Directives:
a. Please duplicate the passage about Biafra and his song, word for word, from "Brown wasn’t the" up to and including "his action films.".
b. Using the passage about Biafra and his song, decide whether each statement agrees with it. For each, answer yes or no and quote the words that decide it. (i) Biafra won the 1979 race for mayor of San Francisco. (ii) Biafra came to San Francisco in the 1970s. (iii) A 2004 version of the song was aimed at Arnold Schwarzenegger.
c. Continue the passage about Biafra and his song, starting after its final sentence.

More than 30 years have passed and Brown's career has taken numerous twists and turns, including a presidential run, a radio show, a stint as mayor of Oakland, and his current job as the state's attorney general. Now, he’s the front-runner in the 2010 race for the California statehouse. Biafra tangled in the political arena himself in that time, running unsuccessfully for mayor of San Francisco in 1979 and organizing for the Green Party and Ralph Nader in the last three presidential races, while putting out spoken-word and rock albums.

“California Über Alles” has also evolved, with multiple rewrites in the intervening years to match the political times. But Biafra admits that the original version proved less than prophetic, however.

“When Ronald Reagan won in 1980, I realized I kind of misfired,” Biafra told The Daily Beast. “Sure, the Jerry Brown theory was something I came up with all by my little self, but it turned out to be wrong.”

The song and its variations were never as much about Brown or any individual politician as they were about liberal apathy, Biafra said. He traced the inspiration for the lyrics to his arrival in San Francisco in the 1970s, where he found that once-idealistic baby boomers had retreated into self-indulgence.

“I found myself surrounded by all these people who were activist rabble rousers in the Vietnam War era and now were stumbling around in the dark looking for some guru to tell them what to do,” he said. “I thought this kind of mellow-drone, hanging-plant cop-out approach was a one-way ticket to fascism—if people sleep too long, look what happens to them! The only politician with any power who had tapped into any of this or seemed to recognize it at the time was Jerry Brown.”

Brown wasn’t the only California governor who bothered Biafra. In the 1980s, The Dead Kennedys recorded “We Got a Bigger Problem Now,” which borrowed the music from “Cailfornia Über Alles,” added a lounge-singer intro, and gave Ronald Reagan the Nazi treatment as well. (sample lyrics: “I am Emperor Ronald Reagan / Born again with fascist cravings). A later version protesting the California recall election in 2004 targeted Arnold Schwarzenegger, with Biafra imitating the governor's Austrian accent and lampooning his constant references to his action films.

Given material:
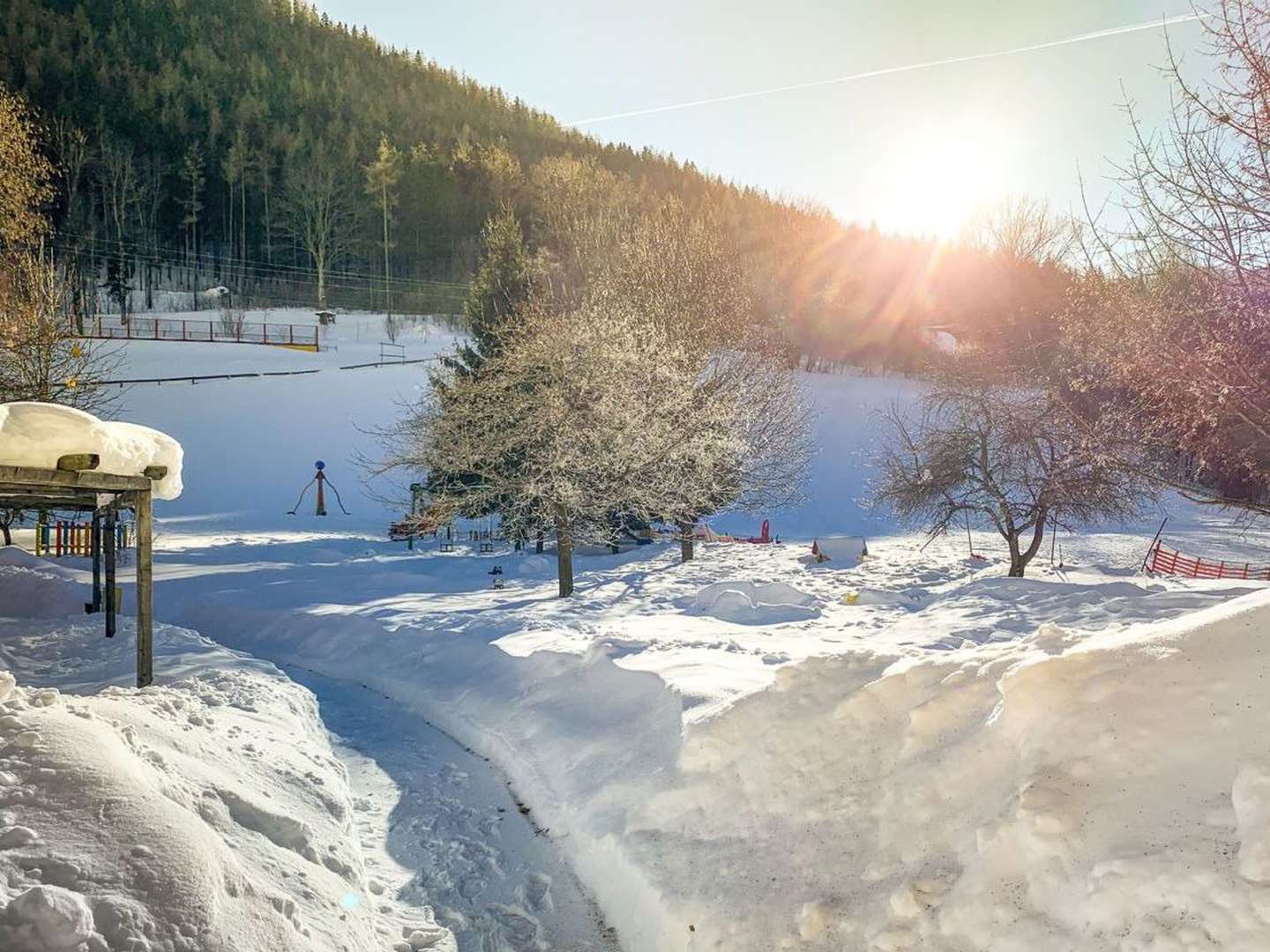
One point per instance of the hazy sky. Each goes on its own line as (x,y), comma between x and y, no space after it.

Results for each task:
a.
Brown wasn’t the only California governor who bothered Biafra. In the 1980s, The Dead Kennedys recorded “We Got a Bigger Problem Now,” which borrowed the music from “Cailfornia Über Alles,” added a lounge-singer intro, and gave Ronald Reagan the Nazi treatment as well. (sample lyrics: “I am Emperor Ronald Reagan / Born again with fascist cravings). A later version protesting the California recall election in 2004 targeted Arnold Schwarzenegger, with Biafra imitating the governor's Austrian accent and lampooning his constant references to his action films.

b.
(i) No: "running unsuccessfully for mayor of San Francisco in 1979"
(ii) Yes: "his arrival in San Francisco in the 1970s"
(iii) Yes: "A later version protesting the California recall election in 2004 targeted Arnold Schwarzenegger"

c.
“[Biafra’s]language is off the scale but his sense of injustice is often well-founded,” Ralph Nader told The Daily Beast.

“It sort of turned into one of those classic American folk songs where people keep rewriting the words on their own,” Biafra said, noting that other bands had adopted the tune to skewer their own political nemeses.

How does Biafra view Brown today? The singer says he’s admired Brown’s support for a variety of liberal causes over the intervening years, but maintains that the politician never won him over completely.

“His record as mayor is mixed at best,” Biafra, a Bay Area resident, said. “There was a lot of gentrification that went on, but who did it benefit? Plus he never stood up to the Oakland police, who are as corrupt and out of control as any rogue department in this country.”

The two men met in person in the 1990s, according to Biafra—when he attended a dinner party at Brown's house as a guest of filmmaker Michael Moore and was introduced to the ex-governor by one of his aides.

“[The aide] brings up Jerry Brown and says, 'Oh hey Jerry, this is Jello—I was playing Jerry your album just this morning!' and I thought 'Oh shit,'” he said. “I have no idea what color my face was, but if it was a mushroom it would have been poisonous.”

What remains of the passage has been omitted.